_WORK TO DO_: Copy out the full listing below, every line unchanged.

** START PROVIDED RECORDS **

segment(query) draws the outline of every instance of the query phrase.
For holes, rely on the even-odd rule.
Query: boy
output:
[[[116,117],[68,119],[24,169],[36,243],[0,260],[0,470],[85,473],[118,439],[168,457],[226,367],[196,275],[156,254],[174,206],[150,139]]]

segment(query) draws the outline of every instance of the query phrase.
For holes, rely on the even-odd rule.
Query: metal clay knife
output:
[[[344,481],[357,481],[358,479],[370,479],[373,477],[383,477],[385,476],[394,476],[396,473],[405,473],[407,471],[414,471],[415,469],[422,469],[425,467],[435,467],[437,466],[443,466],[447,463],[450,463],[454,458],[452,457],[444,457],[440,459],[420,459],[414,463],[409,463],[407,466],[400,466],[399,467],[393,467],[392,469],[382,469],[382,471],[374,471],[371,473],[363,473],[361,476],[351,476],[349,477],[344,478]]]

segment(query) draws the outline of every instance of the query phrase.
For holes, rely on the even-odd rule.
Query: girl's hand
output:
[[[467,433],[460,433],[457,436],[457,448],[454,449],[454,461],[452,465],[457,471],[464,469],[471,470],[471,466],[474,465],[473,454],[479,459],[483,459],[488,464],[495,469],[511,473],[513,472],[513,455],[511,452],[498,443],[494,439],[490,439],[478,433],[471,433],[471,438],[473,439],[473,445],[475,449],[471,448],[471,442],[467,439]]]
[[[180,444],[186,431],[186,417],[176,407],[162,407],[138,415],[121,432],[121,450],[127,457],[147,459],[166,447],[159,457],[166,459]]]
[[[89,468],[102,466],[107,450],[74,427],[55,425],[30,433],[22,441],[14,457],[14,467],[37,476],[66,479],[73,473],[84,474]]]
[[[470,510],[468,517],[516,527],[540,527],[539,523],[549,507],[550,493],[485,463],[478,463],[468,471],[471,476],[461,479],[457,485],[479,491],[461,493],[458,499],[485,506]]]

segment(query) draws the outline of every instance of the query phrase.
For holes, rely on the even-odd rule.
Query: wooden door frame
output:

** END PROVIDED RECORDS **

_SOLUTION BELOW_:
segment(query) draws the outline of every instance of the query phrase.
For holes, rely on the even-odd rule.
Query: boy
output:
[[[116,117],[68,119],[24,169],[36,243],[0,260],[0,470],[85,473],[118,439],[168,457],[226,367],[196,275],[156,254],[174,206],[150,139]]]

segment(query) draws the outline of every instance of the query phrase.
For holes, rely on the even-odd rule.
Query: metal clay knife
output:
[[[344,481],[357,481],[358,479],[370,479],[373,477],[383,477],[385,476],[394,476],[396,473],[405,473],[407,471],[414,471],[415,469],[422,469],[425,467],[435,467],[437,466],[443,466],[447,463],[450,463],[454,458],[452,457],[444,457],[440,459],[420,459],[414,463],[409,463],[407,466],[400,466],[399,467],[393,467],[392,469],[382,469],[382,471],[374,471],[371,473],[363,473],[361,476],[351,476],[349,477],[344,478]]]

segment(query) draws the outline of every instance of the query phrase.
For holes, rely on the even-odd rule.
Query: girl's hand
output:
[[[467,433],[460,433],[457,436],[457,448],[454,449],[454,461],[452,465],[457,471],[464,469],[471,470],[471,466],[474,465],[473,454],[479,459],[483,459],[488,464],[495,469],[511,473],[513,472],[513,455],[511,452],[498,443],[494,439],[490,439],[478,433],[471,433],[471,438],[473,439],[473,445],[475,449],[471,448],[471,442],[467,439]]]
[[[180,444],[186,431],[186,417],[176,407],[162,407],[138,415],[121,432],[121,450],[127,457],[147,459],[166,447],[159,457],[166,459]]]
[[[89,468],[102,466],[107,450],[74,427],[55,425],[30,433],[22,441],[14,457],[14,467],[37,476],[66,479],[73,473],[84,474]]]
[[[470,510],[468,517],[516,527],[540,527],[539,523],[549,507],[550,493],[485,463],[478,463],[468,471],[471,476],[461,479],[457,485],[479,491],[461,493],[458,499],[485,506]]]

segment(query) draws the outline of every instance of the query phrase.
For holes, rely on the even-odd rule.
Query: wooden door frame
output:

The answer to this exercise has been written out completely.